= Excerpted records =
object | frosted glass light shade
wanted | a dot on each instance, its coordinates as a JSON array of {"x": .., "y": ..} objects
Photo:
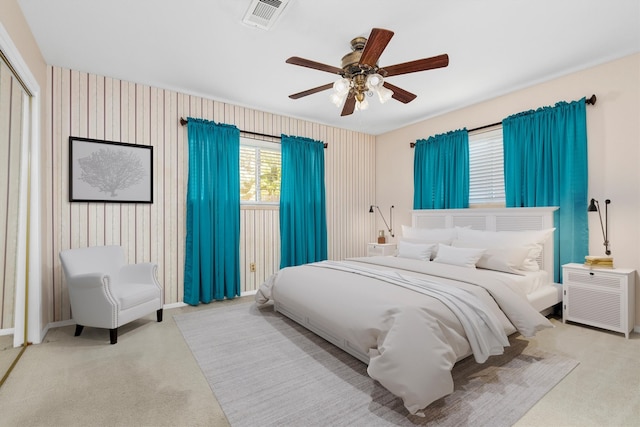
[{"x": 374, "y": 81}]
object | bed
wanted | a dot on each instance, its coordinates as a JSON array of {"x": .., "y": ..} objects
[{"x": 458, "y": 287}]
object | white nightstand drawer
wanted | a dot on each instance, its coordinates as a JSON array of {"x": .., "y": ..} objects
[
  {"x": 604, "y": 298},
  {"x": 381, "y": 249}
]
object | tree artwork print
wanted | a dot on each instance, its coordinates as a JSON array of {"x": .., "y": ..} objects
[
  {"x": 105, "y": 171},
  {"x": 110, "y": 170}
]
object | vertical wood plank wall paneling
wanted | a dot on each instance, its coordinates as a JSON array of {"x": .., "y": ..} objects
[
  {"x": 91, "y": 106},
  {"x": 11, "y": 119}
]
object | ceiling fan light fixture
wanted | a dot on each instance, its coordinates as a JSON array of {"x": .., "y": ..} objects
[
  {"x": 337, "y": 98},
  {"x": 374, "y": 81},
  {"x": 342, "y": 86},
  {"x": 384, "y": 94},
  {"x": 362, "y": 105}
]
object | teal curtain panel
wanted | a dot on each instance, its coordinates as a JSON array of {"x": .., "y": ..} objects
[
  {"x": 545, "y": 164},
  {"x": 441, "y": 171},
  {"x": 303, "y": 217},
  {"x": 212, "y": 249}
]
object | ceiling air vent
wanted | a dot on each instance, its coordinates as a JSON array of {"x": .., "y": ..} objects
[{"x": 264, "y": 13}]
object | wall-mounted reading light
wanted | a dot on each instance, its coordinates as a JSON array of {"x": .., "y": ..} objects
[
  {"x": 385, "y": 221},
  {"x": 594, "y": 206}
]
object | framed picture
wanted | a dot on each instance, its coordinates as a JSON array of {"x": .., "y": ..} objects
[{"x": 106, "y": 171}]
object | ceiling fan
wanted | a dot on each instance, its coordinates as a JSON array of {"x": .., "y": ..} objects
[{"x": 361, "y": 75}]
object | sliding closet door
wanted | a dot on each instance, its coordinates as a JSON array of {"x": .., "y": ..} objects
[{"x": 13, "y": 100}]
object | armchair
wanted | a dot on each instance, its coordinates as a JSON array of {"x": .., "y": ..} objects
[{"x": 107, "y": 293}]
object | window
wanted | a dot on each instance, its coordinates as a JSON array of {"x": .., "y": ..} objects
[
  {"x": 486, "y": 168},
  {"x": 260, "y": 171}
]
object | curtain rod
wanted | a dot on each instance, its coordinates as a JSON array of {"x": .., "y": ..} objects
[
  {"x": 591, "y": 100},
  {"x": 184, "y": 122}
]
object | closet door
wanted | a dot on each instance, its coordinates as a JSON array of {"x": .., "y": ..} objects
[{"x": 13, "y": 103}]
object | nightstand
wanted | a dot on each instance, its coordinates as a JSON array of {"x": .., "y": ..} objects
[
  {"x": 382, "y": 249},
  {"x": 599, "y": 297}
]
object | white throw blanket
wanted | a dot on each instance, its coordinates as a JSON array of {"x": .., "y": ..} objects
[
  {"x": 484, "y": 332},
  {"x": 413, "y": 319}
]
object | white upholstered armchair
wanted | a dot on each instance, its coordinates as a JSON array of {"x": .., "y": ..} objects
[{"x": 107, "y": 293}]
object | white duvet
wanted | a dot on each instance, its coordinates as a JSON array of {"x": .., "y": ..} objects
[{"x": 414, "y": 319}]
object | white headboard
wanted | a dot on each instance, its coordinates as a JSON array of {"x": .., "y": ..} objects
[{"x": 493, "y": 219}]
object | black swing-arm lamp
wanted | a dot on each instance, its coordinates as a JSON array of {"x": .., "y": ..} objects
[
  {"x": 594, "y": 206},
  {"x": 385, "y": 221}
]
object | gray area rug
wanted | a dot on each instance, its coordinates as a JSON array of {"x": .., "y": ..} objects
[{"x": 266, "y": 370}]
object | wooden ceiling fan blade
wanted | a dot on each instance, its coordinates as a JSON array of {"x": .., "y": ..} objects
[
  {"x": 311, "y": 91},
  {"x": 349, "y": 106},
  {"x": 418, "y": 65},
  {"x": 400, "y": 94},
  {"x": 376, "y": 43},
  {"x": 295, "y": 60}
]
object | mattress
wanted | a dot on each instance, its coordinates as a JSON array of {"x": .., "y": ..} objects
[{"x": 409, "y": 320}]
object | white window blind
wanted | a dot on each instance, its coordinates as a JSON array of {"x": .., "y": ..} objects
[
  {"x": 260, "y": 171},
  {"x": 486, "y": 168}
]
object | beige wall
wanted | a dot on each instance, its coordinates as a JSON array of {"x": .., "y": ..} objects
[
  {"x": 614, "y": 149},
  {"x": 91, "y": 106}
]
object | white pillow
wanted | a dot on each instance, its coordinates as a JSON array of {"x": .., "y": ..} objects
[
  {"x": 464, "y": 257},
  {"x": 534, "y": 239},
  {"x": 421, "y": 251},
  {"x": 507, "y": 259}
]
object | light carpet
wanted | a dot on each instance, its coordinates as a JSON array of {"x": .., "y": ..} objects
[{"x": 267, "y": 370}]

= Description of the task =
Reproduce verbatim the lines above, from the line with "object | vertical wood plank wall paneling" through the line with "object | teal curtain panel".

= Answer section =
object | vertical wood plank wall paneling
wanted | a dot on each instance, its coordinates as a JSON array of {"x": .., "y": ..} objects
[
  {"x": 91, "y": 106},
  {"x": 11, "y": 119}
]
object | ceiling fan light fixture
wanted | a dot on each instance, its coordinates as a JSON array of {"x": .., "y": ..} objects
[
  {"x": 337, "y": 98},
  {"x": 374, "y": 81},
  {"x": 342, "y": 86},
  {"x": 384, "y": 94},
  {"x": 362, "y": 105}
]
object | teal curtain panel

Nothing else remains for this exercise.